>> start Supplied text

I think the biggest problem still is that you just do not have the adequate control condition to support your preferred interpretation of the results. Without including the familiar non-self images in the second phase, you are merely showing that they look longer at something that is less familiar, not that it matters if the more familiar faces are their own. On line 356, you gloss over the potential importance of the missing control. Perhaps an even better control would be to have shown them images of some of the unfamiliar bonobos during the mirror exposure time as well so that some images of unknown conspecifics had also become more familiar. It is also difficult to reconcile the idea that further mirror exposure made their own images more familiar when they responded to contingent video as if it was familiar in the first phase. I don’t find your attempt to reconcile these findings compelling enough.
Suddenly in the discussion, you bring up the lack of engagement in self-exploration, but you never mentioned that you recorded this or analyzed it. Indeed, you acknowledge that you did not track their behaviors during mirror exposure. Without showing that they do not engage in significant levels of that behavior, you cannot suddenly launch it as support for your hypothesis in the discussion.
Why would it be difficult to pay attention to the background but not to the stimulus itself (line 365-366)? It does not matter if the explanation is not parsimonious if it is just as feasible. What should be parsimonious is the underlying cognitive mechanism, not the explanation. You are misusing the appeal to parsimony here.
The title is still a bit misleading as we do not know that the bonobos have a perception of themselves or if they are simply responding to familiarity. Why not just “mirror exposure reduces looking time to self but not unfamiliar conspecifics” or something like that?
Small points:
Methods should be Method.
Line 164, delete the s on Videos.
Watch the placement of only throughout, e.g., line 263 should be included only…
You don’t need the “or not” on line 378.
Place commas after clauses such as after “other research” on line 377.

Version 0.2

· Aug 14, 2018 · Academic Editor

Major Revisions

I appreciate that you were responsive to the comments from the last round of reviews. I have been fortunate that one of the expert reviewers from the previous round was willing to look at your revision. This reviewer provided a very thorough and thoughtful review. I think their comments are very helpful, and if you choose to take them into account, the resulting revision will greatly benefit your work. Thus, I am asking you to make another major revision to address these comments and concerns.

>> end Supplied text
>> start Provided material

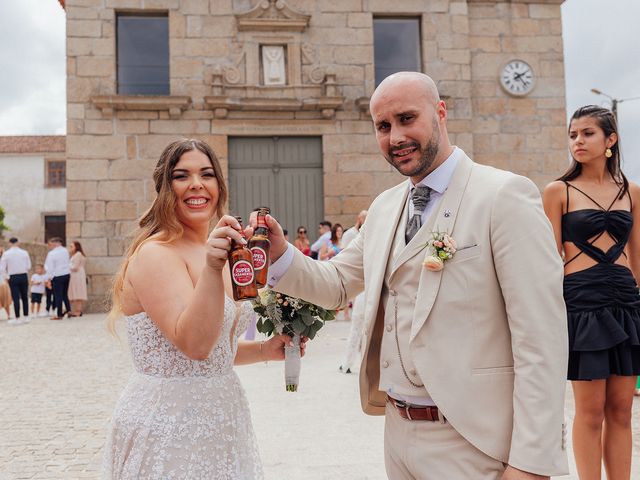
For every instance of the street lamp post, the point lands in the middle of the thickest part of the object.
(614, 101)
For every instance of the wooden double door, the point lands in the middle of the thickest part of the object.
(283, 173)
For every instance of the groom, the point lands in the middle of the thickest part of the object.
(468, 363)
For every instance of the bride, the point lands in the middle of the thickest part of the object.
(183, 413)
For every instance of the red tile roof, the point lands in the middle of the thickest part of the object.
(32, 144)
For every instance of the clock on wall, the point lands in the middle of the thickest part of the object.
(517, 78)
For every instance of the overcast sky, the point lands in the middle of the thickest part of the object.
(601, 45)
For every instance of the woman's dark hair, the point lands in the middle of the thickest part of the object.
(334, 233)
(607, 122)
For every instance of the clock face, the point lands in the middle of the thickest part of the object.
(517, 78)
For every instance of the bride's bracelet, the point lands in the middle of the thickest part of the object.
(261, 353)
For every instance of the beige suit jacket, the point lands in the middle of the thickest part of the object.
(489, 331)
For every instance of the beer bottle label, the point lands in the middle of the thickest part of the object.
(242, 273)
(259, 258)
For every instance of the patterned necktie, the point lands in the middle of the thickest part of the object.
(420, 197)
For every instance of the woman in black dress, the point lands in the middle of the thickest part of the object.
(595, 213)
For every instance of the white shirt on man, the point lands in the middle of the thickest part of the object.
(15, 261)
(438, 181)
(57, 262)
(348, 236)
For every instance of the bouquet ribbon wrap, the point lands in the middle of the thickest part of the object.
(292, 364)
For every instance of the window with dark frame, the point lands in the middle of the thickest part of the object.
(56, 175)
(143, 53)
(396, 46)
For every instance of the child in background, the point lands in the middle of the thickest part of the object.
(38, 280)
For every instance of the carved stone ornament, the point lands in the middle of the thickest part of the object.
(273, 65)
(272, 15)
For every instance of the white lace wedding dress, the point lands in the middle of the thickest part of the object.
(180, 418)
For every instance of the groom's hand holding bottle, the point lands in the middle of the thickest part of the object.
(276, 235)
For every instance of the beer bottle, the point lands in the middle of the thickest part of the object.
(243, 279)
(259, 245)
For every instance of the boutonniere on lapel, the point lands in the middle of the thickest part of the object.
(440, 248)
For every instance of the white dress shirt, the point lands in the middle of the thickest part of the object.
(15, 261)
(348, 236)
(438, 181)
(57, 262)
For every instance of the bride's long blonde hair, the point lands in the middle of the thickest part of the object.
(160, 222)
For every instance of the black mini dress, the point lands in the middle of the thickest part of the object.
(603, 303)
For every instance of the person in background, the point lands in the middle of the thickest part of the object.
(5, 292)
(57, 266)
(334, 246)
(352, 232)
(324, 230)
(38, 280)
(357, 315)
(330, 250)
(15, 264)
(50, 304)
(78, 280)
(595, 213)
(477, 400)
(302, 241)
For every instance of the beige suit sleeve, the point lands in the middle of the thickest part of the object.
(329, 284)
(530, 273)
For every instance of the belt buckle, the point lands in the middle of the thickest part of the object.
(403, 405)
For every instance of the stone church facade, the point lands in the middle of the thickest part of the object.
(280, 89)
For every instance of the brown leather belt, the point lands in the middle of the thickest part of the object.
(416, 412)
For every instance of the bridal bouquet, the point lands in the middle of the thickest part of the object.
(291, 316)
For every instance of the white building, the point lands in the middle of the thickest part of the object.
(33, 190)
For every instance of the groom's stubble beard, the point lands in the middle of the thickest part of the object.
(428, 153)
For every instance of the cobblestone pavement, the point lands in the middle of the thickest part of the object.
(59, 382)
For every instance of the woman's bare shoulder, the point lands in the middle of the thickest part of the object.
(153, 254)
(554, 191)
(555, 187)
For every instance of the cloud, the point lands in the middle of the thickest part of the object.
(601, 51)
(600, 44)
(32, 61)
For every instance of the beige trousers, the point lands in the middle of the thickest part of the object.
(421, 450)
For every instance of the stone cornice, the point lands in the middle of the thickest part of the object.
(222, 104)
(172, 103)
(32, 144)
(544, 2)
(272, 15)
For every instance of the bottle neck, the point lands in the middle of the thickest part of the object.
(262, 231)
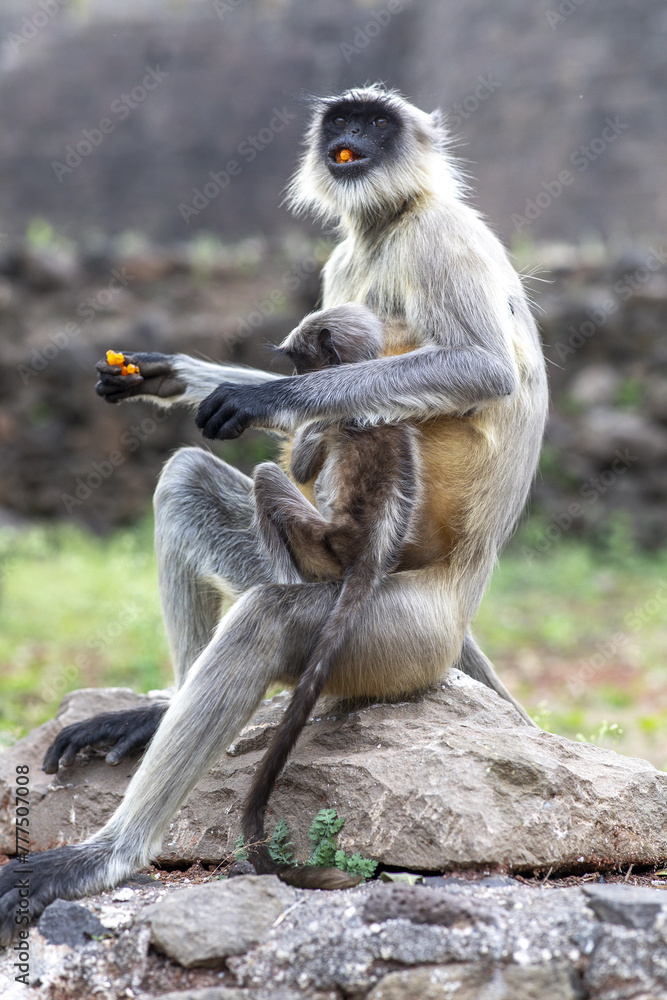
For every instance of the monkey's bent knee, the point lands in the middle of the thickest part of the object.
(183, 467)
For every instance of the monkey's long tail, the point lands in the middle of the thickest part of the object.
(358, 588)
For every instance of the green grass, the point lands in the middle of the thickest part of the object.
(578, 632)
(75, 611)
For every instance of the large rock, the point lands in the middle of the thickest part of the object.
(450, 780)
(221, 918)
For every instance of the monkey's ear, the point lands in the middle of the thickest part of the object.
(438, 119)
(330, 355)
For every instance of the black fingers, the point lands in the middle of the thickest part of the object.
(112, 386)
(156, 378)
(122, 731)
(224, 414)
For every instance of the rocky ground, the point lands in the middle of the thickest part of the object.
(515, 838)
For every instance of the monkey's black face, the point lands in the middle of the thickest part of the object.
(357, 136)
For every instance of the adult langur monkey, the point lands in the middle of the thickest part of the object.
(468, 365)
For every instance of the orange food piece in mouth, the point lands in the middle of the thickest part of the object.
(116, 358)
(345, 156)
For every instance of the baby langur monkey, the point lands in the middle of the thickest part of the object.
(366, 485)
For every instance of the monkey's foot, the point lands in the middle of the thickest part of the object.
(28, 885)
(124, 732)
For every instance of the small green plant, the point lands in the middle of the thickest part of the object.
(325, 852)
(280, 845)
(323, 831)
(240, 852)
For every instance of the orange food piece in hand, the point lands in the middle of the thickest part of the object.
(116, 358)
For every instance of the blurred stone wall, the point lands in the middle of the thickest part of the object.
(114, 116)
(66, 454)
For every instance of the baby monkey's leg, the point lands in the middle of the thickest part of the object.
(292, 530)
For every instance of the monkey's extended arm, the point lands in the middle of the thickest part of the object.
(414, 386)
(171, 379)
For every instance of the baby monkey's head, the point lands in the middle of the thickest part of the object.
(340, 335)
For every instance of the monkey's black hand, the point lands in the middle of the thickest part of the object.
(231, 409)
(156, 378)
(124, 732)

>> end Provided material

▸ **Things to do**
A) According to the review, on which line should the s on "Videos" be deleted?
B) Repeat the stretch of the review from "The title is" through "s on Videos.", word for word.

▸ **Solutions below**
A) Line 164.

B)
The title is still a bit misleading as we do not know that the bonobos have a perception of themselves or if they are simply responding to familiarity. Why not just “mirror exposure reduces looking time to self but not unfamiliar conspecifics” or something like that?
Small points:
Methods should be Method.
Line 164, delete the s on Videos.